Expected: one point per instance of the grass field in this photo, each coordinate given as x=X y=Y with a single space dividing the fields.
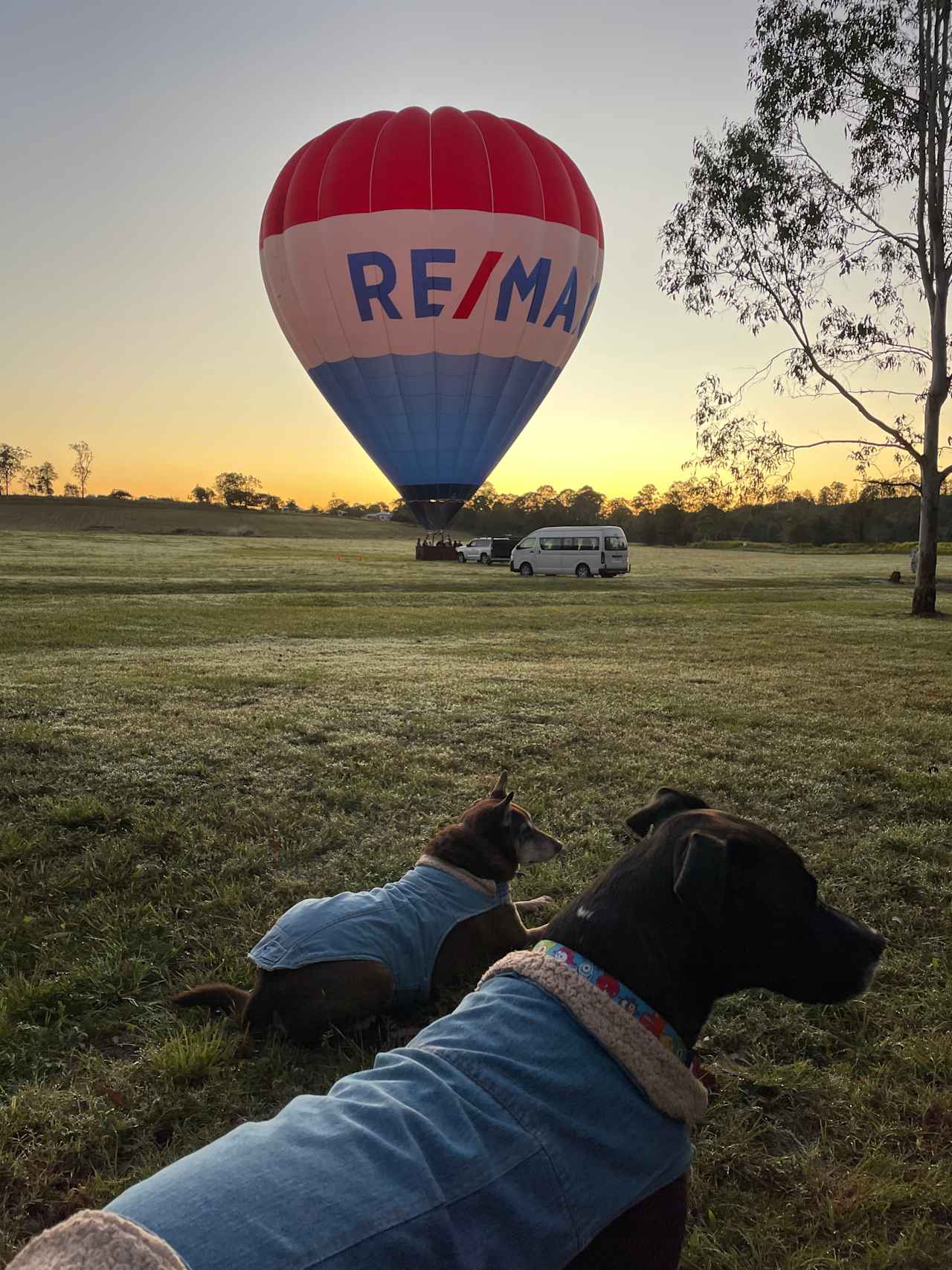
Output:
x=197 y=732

---

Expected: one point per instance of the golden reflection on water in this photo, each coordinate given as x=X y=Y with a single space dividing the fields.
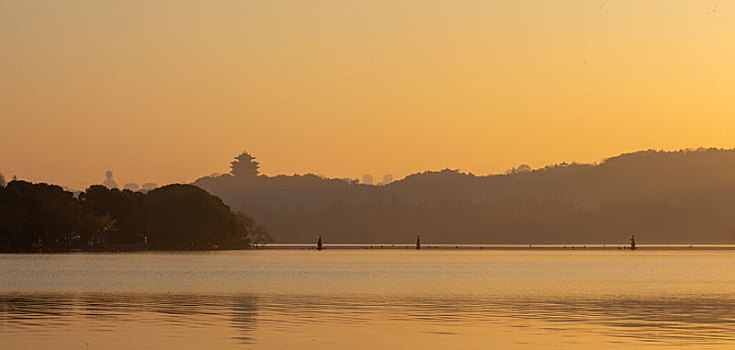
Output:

What is required
Convert the stretch of entries from the line containing "Expected: one point per instance of the grass" through the line containing "x=197 y=732", both included, into a Markdown table with the columns Row and Line, giving each line its row number and skipping blank lines. Leave the pictures out of your answer.

Response to this exercise
| Row | Line |
|---|---|
| 1 | Expected: one point per instance of the grass field in this photo, each coordinate given as x=X y=Y with a single space dividing the fields. |
| 2 | Output: |
| 3 | x=197 y=732 |